ASSIGNMENT:
The data are to be restated in full, exactly as presented.

── PROVIDED ENTRIES

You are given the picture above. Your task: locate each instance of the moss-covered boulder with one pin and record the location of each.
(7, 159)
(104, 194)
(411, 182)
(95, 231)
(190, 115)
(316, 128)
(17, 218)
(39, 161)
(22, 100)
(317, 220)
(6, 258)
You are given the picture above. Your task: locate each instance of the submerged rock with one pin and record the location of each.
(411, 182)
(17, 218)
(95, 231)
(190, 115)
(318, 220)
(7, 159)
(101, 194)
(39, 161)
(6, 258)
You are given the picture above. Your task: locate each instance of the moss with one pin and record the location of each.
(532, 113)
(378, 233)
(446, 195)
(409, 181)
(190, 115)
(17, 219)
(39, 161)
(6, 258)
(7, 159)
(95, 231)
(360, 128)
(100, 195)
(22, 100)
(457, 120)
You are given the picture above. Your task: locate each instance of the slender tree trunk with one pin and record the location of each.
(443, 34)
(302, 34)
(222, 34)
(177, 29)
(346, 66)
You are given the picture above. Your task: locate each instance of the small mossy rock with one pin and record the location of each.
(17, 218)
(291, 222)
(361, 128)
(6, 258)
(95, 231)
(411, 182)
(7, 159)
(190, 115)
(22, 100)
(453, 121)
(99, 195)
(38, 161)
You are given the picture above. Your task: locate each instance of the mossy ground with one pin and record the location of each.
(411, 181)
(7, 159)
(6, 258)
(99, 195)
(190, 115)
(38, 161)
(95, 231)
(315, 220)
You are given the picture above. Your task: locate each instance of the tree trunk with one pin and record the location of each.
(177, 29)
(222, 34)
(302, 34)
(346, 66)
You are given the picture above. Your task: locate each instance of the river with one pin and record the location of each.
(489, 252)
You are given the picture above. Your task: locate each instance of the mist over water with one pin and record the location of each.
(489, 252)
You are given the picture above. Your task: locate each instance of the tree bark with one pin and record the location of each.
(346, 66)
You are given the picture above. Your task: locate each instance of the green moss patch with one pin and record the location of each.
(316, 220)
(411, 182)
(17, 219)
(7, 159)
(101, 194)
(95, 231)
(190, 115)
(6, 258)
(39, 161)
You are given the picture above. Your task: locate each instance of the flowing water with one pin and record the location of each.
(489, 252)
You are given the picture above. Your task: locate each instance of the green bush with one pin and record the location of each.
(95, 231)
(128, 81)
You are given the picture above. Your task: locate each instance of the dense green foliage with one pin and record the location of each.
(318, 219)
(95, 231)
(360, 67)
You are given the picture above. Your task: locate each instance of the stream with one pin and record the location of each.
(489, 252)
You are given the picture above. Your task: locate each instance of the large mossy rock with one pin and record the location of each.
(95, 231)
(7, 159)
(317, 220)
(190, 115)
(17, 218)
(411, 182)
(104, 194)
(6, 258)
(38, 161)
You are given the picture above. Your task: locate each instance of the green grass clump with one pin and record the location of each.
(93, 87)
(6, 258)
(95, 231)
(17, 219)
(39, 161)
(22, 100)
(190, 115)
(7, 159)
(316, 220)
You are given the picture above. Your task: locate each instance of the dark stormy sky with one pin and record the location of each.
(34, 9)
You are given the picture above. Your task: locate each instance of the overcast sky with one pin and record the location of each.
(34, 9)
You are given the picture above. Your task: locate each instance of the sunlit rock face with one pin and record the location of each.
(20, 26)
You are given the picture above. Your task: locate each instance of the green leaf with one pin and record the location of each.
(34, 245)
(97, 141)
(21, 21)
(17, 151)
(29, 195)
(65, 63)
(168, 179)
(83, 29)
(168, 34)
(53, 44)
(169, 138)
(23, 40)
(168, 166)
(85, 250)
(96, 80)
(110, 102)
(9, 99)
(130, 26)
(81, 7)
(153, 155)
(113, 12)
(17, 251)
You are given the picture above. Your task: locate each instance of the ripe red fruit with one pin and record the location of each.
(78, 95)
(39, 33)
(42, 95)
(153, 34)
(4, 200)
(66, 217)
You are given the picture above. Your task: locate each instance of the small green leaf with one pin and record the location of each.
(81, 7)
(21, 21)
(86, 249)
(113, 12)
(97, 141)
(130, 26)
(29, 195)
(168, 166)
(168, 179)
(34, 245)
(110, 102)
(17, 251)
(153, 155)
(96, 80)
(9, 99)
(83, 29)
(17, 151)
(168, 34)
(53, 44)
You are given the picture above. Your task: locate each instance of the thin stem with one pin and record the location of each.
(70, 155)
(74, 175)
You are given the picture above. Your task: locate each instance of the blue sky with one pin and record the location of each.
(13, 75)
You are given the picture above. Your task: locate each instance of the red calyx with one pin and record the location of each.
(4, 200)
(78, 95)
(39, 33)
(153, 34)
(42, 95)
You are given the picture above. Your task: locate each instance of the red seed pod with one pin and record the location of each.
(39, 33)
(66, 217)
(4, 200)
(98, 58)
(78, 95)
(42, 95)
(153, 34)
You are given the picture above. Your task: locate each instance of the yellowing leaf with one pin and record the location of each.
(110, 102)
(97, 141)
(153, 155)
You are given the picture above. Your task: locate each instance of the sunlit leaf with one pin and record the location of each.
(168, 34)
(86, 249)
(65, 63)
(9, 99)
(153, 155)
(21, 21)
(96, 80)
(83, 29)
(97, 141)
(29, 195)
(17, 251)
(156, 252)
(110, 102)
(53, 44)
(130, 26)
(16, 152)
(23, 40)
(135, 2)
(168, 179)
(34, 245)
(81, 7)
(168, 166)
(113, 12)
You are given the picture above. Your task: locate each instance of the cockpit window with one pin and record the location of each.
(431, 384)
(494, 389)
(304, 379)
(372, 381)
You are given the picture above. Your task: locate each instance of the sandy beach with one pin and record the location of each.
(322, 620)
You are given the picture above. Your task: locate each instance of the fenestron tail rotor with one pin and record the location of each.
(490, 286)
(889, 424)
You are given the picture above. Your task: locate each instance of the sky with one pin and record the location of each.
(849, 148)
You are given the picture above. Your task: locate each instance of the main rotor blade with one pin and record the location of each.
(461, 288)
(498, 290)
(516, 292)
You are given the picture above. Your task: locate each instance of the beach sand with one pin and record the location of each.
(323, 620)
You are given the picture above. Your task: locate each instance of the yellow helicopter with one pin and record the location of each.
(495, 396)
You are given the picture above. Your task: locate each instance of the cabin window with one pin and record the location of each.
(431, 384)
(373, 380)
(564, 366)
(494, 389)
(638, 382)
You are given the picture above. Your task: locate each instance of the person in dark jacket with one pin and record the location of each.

────

RESULT FOR THIS EXERCISE:
You are given the picture above. Your task: locate each instance of the moss-covered boulder with one pin and record the location of each.
(7, 159)
(104, 194)
(411, 182)
(95, 231)
(190, 115)
(316, 128)
(17, 218)
(39, 161)
(22, 100)
(317, 220)
(6, 258)
You are given the picture above. Your task: locate each instance of the submerged rock with one pin and record the location of each.
(411, 182)
(17, 218)
(95, 231)
(190, 115)
(318, 220)
(7, 159)
(101, 194)
(39, 161)
(6, 258)
You are given the picture above. Your task: locate each instance of the moss with one pin and record the location of each.
(532, 113)
(378, 233)
(446, 195)
(409, 181)
(190, 115)
(17, 219)
(39, 161)
(6, 258)
(7, 159)
(95, 231)
(360, 128)
(100, 195)
(22, 100)
(457, 120)
You are given the picture above. Your task: locate each instance of the slender tree trunk with one pin and record the location of each.
(443, 34)
(302, 34)
(222, 34)
(177, 29)
(346, 66)
You are given the picture above. Your task: locate each instance of the small mossy rock with one pin and record the location of each.
(17, 218)
(291, 222)
(361, 128)
(6, 258)
(95, 231)
(411, 182)
(7, 159)
(190, 115)
(22, 100)
(453, 121)
(99, 195)
(38, 161)
You are given the picture above. Your task: locate each instance of the mossy ground with one pin and record the location of each.
(411, 181)
(7, 159)
(6, 258)
(99, 195)
(190, 115)
(38, 161)
(95, 231)
(315, 220)
You are given the picture above. Your task: locate each instance of the tree trunk with one pin and record the location of each.
(177, 29)
(222, 34)
(302, 34)
(346, 66)
You are given the picture above. Your task: locate each instance of the river with one pin and record the location of each.
(489, 252)
You are given the picture above. Your task: locate each instance of the mist over water with one pin and record the location of each.
(489, 252)
You are given the picture above. Your task: locate each instance of the tree bark with one pin and record the location of each.
(346, 66)
You are given the picture above. Your task: locate each instance of the green moss patch with one pin and record the location of each.
(316, 220)
(411, 182)
(17, 219)
(7, 159)
(101, 194)
(95, 231)
(190, 115)
(6, 258)
(39, 161)
You are given the picture above. Your task: locate each instance of the flowing water with one pin and record the location of each.
(489, 252)
You are given the picture above. Your task: locate each instance of the green bush with one pin and record the location of each.
(95, 231)
(128, 81)
You are given the picture above. Your task: locate each instance of the dense green foliage with one pin and record the location of each.
(318, 219)
(95, 231)
(360, 67)
You are given the picture above. Your task: locate each instance of the stream with one pin and record the location of each.
(489, 252)
You are given the picture above. Your task: locate each instance of the large mossy rock with one pin and record the location of each.
(95, 231)
(7, 159)
(317, 220)
(190, 115)
(17, 218)
(411, 182)
(104, 194)
(6, 258)
(38, 161)
You are given the picture above. Your task: locate each instance of the green grass clump with one pin and record the location of each.
(93, 87)
(6, 258)
(95, 231)
(17, 219)
(39, 161)
(22, 100)
(190, 115)
(7, 159)
(316, 220)
You are given the picture above. Your task: locate each instance of the dark stormy sky with one pin and record the location of each.
(34, 9)
You are given the picture above. Your task: locate each instance of the overcast sky with one pin and record the location of each.
(34, 9)
You are given the picture above. Your task: locate each instance of the sunlit rock face with one pin and record the location of each.
(20, 26)
You are given the picture above. Your task: locate each instance of the green leaf with one pin and record the location of each.
(34, 245)
(97, 141)
(21, 21)
(17, 151)
(29, 195)
(65, 63)
(168, 179)
(83, 29)
(168, 34)
(53, 44)
(169, 138)
(23, 40)
(168, 166)
(85, 250)
(96, 80)
(110, 102)
(9, 99)
(130, 26)
(81, 7)
(153, 155)
(113, 12)
(17, 251)
You are given the picture above. Your task: locate each instance of the ripe red fruit with one pin and record the location of each.
(78, 95)
(39, 33)
(42, 95)
(153, 34)
(4, 200)
(66, 217)
You are given the picture above. Your task: locate each instance of the small green leaf with one pin and record the location of each.
(81, 7)
(21, 21)
(86, 249)
(113, 12)
(97, 141)
(130, 26)
(29, 195)
(168, 166)
(168, 179)
(34, 245)
(110, 102)
(17, 251)
(153, 155)
(96, 80)
(9, 99)
(83, 29)
(17, 151)
(168, 34)
(53, 44)
You are given the picture above. Your task: locate each instance of the thin stem with one pin and record the location of each.
(70, 155)
(74, 175)
You are given the picture above. Your task: locate each instance of the blue sky with one pin and record the location of each.
(13, 75)
You are given the picture above. Your task: locate each instance of the red calyx with one pin and record the location of each.
(4, 200)
(78, 95)
(39, 33)
(153, 34)
(42, 95)
You are given the picture above. Your task: locate each instance of the red seed pod with one pin and record the location of each.
(39, 33)
(66, 217)
(4, 200)
(98, 58)
(78, 95)
(42, 95)
(153, 34)
You are given the picture above. Your task: locate each instance of the yellowing leaf with one pin and record the location of each.
(110, 102)
(97, 141)
(153, 155)
You are given the picture above. Your task: locate each instance of the sunlit leaf with one pin and record the location of each.
(168, 34)
(86, 249)
(65, 63)
(9, 99)
(153, 155)
(21, 21)
(96, 80)
(83, 29)
(97, 141)
(29, 195)
(17, 251)
(156, 252)
(110, 102)
(53, 44)
(130, 26)
(16, 152)
(23, 40)
(135, 2)
(168, 179)
(34, 245)
(81, 7)
(168, 166)
(113, 12)
You are given the picture above. Your task: locate each instance of the cockpit window with one pin and record the location of each.
(431, 384)
(494, 389)
(304, 379)
(372, 381)
You are given the picture above. Your task: locate each instance of the sandy beach with one pin and record the location of each.
(322, 620)
You are given the picture above. Your task: locate each instance of the fenestron tail rotor with one pin and record the location of each.
(490, 286)
(889, 424)
You are given the picture above. Your task: locate each instance of the sky with one pin and record the location of each.
(849, 148)
You are given the picture above. Your task: locate each instance of the main rotor blade with one pin and record the location of each.
(461, 288)
(498, 290)
(516, 292)
You are given the picture above. Your task: locate each instance of the beach sand with one pin and record the location of each.
(323, 620)
You are given the picture above. Your task: locate each instance of the yellow helicopter with one pin and record the location of each.
(495, 396)
You are given the picture above. Your task: locate each instance of the cabin window with one pin and record the location of each.
(431, 384)
(373, 380)
(564, 366)
(494, 389)
(638, 382)
You are given the picture above. Your task: locate each instance of the person in dark jacket with one pin and record the location of each.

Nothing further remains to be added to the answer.